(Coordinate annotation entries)

══════════

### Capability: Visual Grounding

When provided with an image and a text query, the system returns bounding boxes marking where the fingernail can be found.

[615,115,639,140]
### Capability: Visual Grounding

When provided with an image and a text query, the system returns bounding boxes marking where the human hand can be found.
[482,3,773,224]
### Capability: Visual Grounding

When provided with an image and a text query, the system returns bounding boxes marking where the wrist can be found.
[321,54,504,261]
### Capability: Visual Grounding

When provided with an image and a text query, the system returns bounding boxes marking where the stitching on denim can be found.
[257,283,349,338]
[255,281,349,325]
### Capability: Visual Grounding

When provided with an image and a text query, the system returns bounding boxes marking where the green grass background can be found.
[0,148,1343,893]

══════════

Task brief:
Write out all of the data above again in full, keeping every line of text, and increase each bounding-box coordinate by 133.

Solution:
### Capability: Visual Grounding

When provided with an image and a text query, the system returns bounding boxes marking where the fingernail can be found.

[748,248,772,273]
### Capability: Visual Grounding

When provided with an image and a text query, the system returns bounding boxes marking where the human hand can be found.
[615,136,906,357]
### Capability: Visual Grounding

When provided with an image and a text query, the system returns bounding boxes marking where the wrist can be found.
[454,187,637,394]
### Capability: Visual Grounding

When provided with an image and a text query, the system returns bounding boxes marking where the stitching on denim can be found.
[390,416,482,471]
[388,414,482,458]
### Capability: Visual Grounding

When provided with an image and a text query, the system returns bounding boxes marking where the green grass background can be found.
[133,281,1476,1026]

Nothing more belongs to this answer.